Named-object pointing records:
-------

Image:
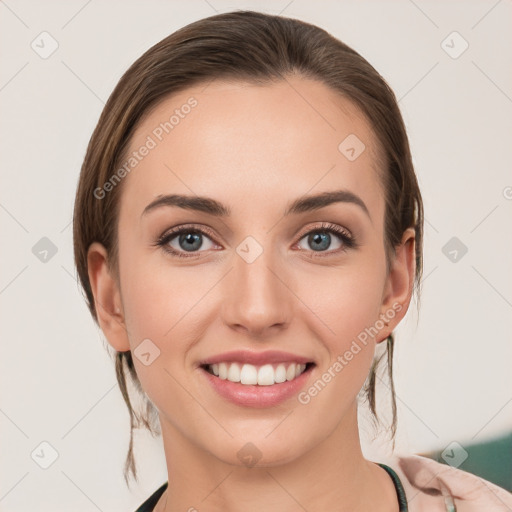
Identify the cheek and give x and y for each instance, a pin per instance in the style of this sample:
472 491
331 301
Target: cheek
345 300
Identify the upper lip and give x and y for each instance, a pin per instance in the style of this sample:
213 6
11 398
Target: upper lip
256 358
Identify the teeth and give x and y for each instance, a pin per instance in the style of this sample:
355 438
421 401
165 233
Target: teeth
265 375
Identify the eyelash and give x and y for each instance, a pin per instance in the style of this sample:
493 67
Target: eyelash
347 239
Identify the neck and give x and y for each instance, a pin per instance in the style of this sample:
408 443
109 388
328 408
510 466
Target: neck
332 476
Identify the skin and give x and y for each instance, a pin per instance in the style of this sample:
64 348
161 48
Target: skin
256 149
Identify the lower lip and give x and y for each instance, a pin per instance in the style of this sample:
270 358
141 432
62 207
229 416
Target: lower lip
257 396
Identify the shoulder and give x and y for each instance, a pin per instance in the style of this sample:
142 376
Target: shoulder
432 486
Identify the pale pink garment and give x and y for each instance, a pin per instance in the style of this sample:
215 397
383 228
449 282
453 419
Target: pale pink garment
431 486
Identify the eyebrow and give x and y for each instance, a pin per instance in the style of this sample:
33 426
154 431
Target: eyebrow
214 207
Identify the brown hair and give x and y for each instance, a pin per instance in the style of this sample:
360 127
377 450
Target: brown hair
256 48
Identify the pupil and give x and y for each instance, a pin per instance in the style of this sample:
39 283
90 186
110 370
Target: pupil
323 239
192 241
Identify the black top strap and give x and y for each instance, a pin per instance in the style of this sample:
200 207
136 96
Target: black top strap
402 499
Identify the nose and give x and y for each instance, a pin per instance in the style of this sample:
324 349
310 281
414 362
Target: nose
258 300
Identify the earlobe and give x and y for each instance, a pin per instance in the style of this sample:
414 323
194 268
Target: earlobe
399 284
107 298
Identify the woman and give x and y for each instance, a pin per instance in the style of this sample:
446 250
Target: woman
248 230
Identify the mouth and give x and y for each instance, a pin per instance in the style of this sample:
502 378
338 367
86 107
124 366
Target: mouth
246 374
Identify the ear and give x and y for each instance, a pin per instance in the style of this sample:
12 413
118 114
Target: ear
399 284
107 298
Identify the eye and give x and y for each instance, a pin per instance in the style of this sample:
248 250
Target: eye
320 239
186 241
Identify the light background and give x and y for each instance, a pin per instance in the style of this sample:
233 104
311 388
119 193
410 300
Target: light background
452 363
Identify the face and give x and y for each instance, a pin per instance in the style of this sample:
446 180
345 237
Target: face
270 274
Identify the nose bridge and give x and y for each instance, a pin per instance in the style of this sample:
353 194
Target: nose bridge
257 297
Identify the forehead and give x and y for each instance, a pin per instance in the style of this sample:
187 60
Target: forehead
231 139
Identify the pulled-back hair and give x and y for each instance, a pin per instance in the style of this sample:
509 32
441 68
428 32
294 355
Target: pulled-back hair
255 48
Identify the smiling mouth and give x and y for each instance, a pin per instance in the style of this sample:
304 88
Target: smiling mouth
263 375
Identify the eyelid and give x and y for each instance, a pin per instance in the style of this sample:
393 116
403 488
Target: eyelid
343 233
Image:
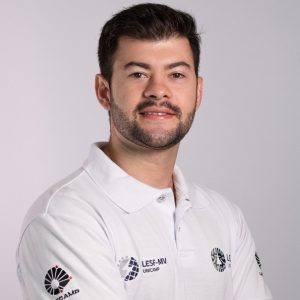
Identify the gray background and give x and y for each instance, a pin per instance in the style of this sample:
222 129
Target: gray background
244 142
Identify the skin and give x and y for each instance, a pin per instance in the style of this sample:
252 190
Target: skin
162 75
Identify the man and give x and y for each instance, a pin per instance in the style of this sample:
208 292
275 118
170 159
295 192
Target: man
127 225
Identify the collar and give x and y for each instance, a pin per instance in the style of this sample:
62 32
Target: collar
125 191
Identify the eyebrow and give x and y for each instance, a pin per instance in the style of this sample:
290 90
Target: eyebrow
148 67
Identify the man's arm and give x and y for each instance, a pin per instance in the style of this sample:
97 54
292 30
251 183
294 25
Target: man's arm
248 281
61 254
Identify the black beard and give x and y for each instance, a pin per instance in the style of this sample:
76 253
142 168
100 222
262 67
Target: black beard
137 135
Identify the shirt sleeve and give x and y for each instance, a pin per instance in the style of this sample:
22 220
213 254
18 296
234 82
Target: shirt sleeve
63 255
248 281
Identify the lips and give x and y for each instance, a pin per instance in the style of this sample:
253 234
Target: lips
157 112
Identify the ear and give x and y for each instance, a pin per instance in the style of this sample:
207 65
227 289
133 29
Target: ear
199 91
102 91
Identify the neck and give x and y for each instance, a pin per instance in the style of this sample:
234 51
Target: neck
152 167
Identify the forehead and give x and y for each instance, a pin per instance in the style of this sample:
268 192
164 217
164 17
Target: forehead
153 52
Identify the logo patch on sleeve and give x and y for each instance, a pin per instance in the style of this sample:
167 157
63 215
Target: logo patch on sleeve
219 260
258 263
56 280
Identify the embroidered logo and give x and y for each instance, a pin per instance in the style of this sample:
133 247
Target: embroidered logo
55 280
219 260
129 268
258 263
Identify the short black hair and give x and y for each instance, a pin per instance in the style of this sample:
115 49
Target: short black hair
147 21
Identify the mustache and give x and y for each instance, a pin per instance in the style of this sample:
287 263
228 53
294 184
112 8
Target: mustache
167 104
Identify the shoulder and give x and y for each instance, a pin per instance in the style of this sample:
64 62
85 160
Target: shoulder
208 199
65 198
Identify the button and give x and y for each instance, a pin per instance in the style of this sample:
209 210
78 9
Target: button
161 198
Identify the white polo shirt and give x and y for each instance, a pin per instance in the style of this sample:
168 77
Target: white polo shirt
101 234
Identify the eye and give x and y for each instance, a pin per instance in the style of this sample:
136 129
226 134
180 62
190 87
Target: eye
137 75
177 75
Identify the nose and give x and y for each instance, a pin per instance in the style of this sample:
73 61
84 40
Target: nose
157 89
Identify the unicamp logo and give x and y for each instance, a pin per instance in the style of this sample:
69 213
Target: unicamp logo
219 260
128 267
56 280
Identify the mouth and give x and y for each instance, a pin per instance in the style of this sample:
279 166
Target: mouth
157 114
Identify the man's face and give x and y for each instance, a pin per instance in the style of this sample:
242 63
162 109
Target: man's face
154 91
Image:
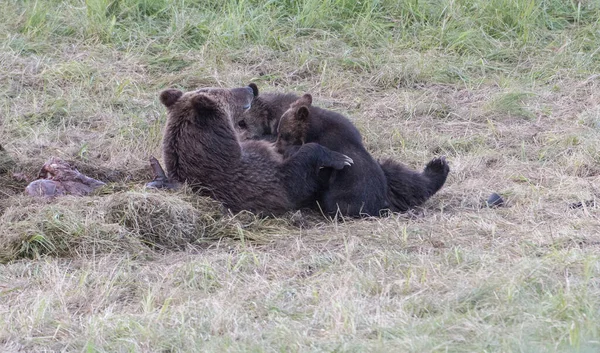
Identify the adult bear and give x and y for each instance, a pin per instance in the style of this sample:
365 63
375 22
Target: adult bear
201 147
406 188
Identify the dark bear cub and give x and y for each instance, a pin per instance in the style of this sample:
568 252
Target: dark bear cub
356 191
201 148
406 188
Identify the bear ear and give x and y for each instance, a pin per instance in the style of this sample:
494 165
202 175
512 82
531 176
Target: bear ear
302 113
306 99
204 104
169 96
254 89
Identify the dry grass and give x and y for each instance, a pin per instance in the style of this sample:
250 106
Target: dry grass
507 89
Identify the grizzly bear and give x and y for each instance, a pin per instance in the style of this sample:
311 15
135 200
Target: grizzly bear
201 147
405 188
357 191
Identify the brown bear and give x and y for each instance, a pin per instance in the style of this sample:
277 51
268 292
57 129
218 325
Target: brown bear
201 147
406 188
357 191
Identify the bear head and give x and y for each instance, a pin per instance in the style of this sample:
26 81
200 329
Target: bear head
206 103
294 124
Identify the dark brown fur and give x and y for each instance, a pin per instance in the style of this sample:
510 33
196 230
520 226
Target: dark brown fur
201 148
406 188
360 190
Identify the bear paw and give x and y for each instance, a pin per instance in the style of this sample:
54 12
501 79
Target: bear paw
437 166
337 160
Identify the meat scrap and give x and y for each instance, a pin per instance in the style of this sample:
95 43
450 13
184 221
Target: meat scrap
58 178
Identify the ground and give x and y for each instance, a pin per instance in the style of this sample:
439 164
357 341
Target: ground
508 90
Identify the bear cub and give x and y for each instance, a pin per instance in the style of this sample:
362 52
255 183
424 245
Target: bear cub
201 147
357 191
405 188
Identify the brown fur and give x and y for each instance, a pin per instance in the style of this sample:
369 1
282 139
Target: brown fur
201 148
357 191
406 187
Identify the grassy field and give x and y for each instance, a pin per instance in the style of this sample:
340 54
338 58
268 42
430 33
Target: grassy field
508 90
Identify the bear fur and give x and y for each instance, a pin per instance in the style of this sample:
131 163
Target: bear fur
357 191
406 188
201 147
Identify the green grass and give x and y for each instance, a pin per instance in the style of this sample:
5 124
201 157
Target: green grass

-------

● DESCRIPTION OF THE TASK
Nothing outside the span should appear: transcribe the lines from the one containing "Identify the bear ear" through the last line of the records.

● COMPLETE OUTPUT
Identify the bear ear and give x and y for each instance, a pin per instance in the style of this sample:
494 165
202 175
512 82
531 176
Target: bear ear
302 113
306 99
204 104
169 96
254 89
Identify the dry grass and give x and y for each instance, a pin per instance in the style of this sample:
250 106
Target: dry grass
507 89
Identify the grizzly bear and give x and y for each instance, a pin per instance in the style of this sample:
311 15
135 200
Target: grizzly bear
201 147
405 188
357 191
Identify the brown bear and give x and y for each instance, a pin per instance in the style of this sample:
277 51
268 292
57 129
218 325
Target: brown bear
201 147
406 188
357 191
Identify the bear head and give x and y for each instance, a pin per instance in the style of this sample:
26 81
200 329
Target: bear head
206 103
294 124
Identify the dark brown fur and give x and y for each instance, a pin per instance in the style of this sample:
510 33
196 230
520 226
Target: dark brown fur
201 148
406 188
360 190
Identify the bear paw and give x and y for each instance, a pin per instance in the style of this sample:
54 12
501 79
Target: bear paw
437 166
337 160
Identify the meat scrap and give x and y for each instance, a pin per instance in the style of this sample:
95 43
450 13
184 221
Target: meat scrap
58 178
Identify the ground and give x and y for each instance, a pin per instance in the style of this sample:
439 164
357 341
Target: ground
508 90
Identify the bear cub and give x and y for each instance, a pin per instance in the style of this sample:
362 52
255 183
424 245
Target: bear cub
201 147
357 191
405 188
Identify the brown fur and give x and y for each instance, a pin per instance in the style of this sample:
369 1
282 139
Target: brown fur
201 148
357 191
406 187
Identify the grassy field and give x and y for each instance, a pin per instance in the style of this sample:
340 54
338 58
268 42
430 33
Target: grassy field
508 90
Identify the bear fur and give x and y for each instance, a pin per instance in the style of this sample:
131 163
Target: bear fur
357 191
406 188
201 147
Identify the green grass and give x and y for each instance, a pin per instance in the style of this sample:
5 124
201 157
Target: green grass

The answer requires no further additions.